• **PROBLEM SET**
1. In the report on civilians fleeing Mosul, why is work underway to expand shelter capacity? Answer in one to three sentences.
2. Write a continuation of the report on civilians fleeing western Mosul, picking up right after its last sentence.

• **EXTRACT TO READ**
<<<<
Thousands of civilians flee Mosul amid fierce battle
Baghdad, March 1 (IANS) Thousands of civilians have been displaced from western Mosul in Iraq as a military operation was on Wednesday being carried out in the city’s more densely populated areas.
At least 12,700 persons were displaced in the past two days from western Mosul, where Iraqi forces have been fighting against Islamic State (IS) militants.
About 16,500 civilians have been displaced from the city since Iraqi Prime Minister Haider al-Abadi on February 19 announced the launch of military operations in western Mosul.
Displaced families are moving primarily south to Hammam al Alil, where security screening is undertaken, then further south to displacement camps and emergency sites, where emergency assistance is provided.
As the number of displaced citizens increases, more space is needed in the camps. The current space is enough for receiving another 85,000 people, and work is ongoing to expand shelter capacity.
“The situation is unbelievable,” reported a 46-year-old man from inside the city.
“There is no food, no clean water, no gas for heating, no medicine and no services.”
So far, the World Food Programme (WFP) has provided ready-to-eat food for over 6,000 people who have fled villages to the south of western Mosul.
>>>>
• **INFORMATION GIVEN**
<<<<
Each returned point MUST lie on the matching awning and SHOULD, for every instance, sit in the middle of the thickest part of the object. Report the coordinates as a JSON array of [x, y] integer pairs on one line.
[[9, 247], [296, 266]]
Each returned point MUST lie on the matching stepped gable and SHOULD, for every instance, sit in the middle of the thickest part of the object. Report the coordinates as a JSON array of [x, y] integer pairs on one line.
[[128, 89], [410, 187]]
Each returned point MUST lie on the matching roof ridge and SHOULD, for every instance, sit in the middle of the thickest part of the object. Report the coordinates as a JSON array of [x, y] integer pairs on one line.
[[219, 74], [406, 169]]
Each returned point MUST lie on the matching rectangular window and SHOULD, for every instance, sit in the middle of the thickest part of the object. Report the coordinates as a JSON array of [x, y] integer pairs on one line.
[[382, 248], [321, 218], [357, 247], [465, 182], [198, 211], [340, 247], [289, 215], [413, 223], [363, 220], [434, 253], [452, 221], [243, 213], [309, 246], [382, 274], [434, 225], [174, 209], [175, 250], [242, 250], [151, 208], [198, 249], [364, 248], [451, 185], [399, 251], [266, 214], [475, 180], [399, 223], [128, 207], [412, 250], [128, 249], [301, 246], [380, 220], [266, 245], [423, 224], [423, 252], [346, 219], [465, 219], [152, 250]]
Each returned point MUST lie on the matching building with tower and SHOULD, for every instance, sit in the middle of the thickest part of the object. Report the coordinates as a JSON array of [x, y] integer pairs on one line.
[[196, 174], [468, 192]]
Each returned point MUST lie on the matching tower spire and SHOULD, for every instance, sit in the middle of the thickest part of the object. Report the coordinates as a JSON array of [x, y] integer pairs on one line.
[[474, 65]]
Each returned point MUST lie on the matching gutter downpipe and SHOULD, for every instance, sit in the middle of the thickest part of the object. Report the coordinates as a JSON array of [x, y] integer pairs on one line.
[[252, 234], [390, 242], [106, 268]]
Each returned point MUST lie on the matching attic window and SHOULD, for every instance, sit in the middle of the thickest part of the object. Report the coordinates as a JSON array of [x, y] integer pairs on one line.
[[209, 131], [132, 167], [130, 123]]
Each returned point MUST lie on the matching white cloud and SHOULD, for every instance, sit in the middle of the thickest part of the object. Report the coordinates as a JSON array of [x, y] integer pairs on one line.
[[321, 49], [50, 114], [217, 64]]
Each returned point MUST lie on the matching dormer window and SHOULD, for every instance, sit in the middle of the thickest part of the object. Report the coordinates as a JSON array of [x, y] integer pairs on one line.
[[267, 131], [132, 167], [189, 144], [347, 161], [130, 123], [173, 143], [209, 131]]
>>>>
• **ANSWERS BY ITEM NUMBER**
1. More space is needed in the camps because the number of displaced citizens keeps rising. The current space can take in only about 85,000 more people.

2.
Sally Haydock, Iraqi representative and country director of WFP, appealed to all parties to the conflict “to facilitate immediate and unimpeded humanitarian access to all Iraqis in need of assistance”.
Mosul, 400 km north of the Iraqi capital of Baghdad, has been under IS control since June 2014, when government forces abandoned their weapons and fled, enabling the IS to take control of parts of Iraq’s northern and western regions.
According to media reports, Counter-Terrorism Service (CTS) forces have moved near to the local government building suffering heavy casualties.
Iraqi forces on Monday captured a strategic bridge across the Tigris River, after seizing Jawsaq neighbourhood from the IS.
Outside the city, the Iraqi Army has been advancing through an open desert to sever the road between west Mosul and the IS-held town of Tal Afar to prevent the jihadists from resupplying or retreating as they come under pressure from Iraqi forces advancing from the south.
However, the process is slow as the terrain is exposed and there are no roads. The security forces have to use bulldozers to make a path ahead.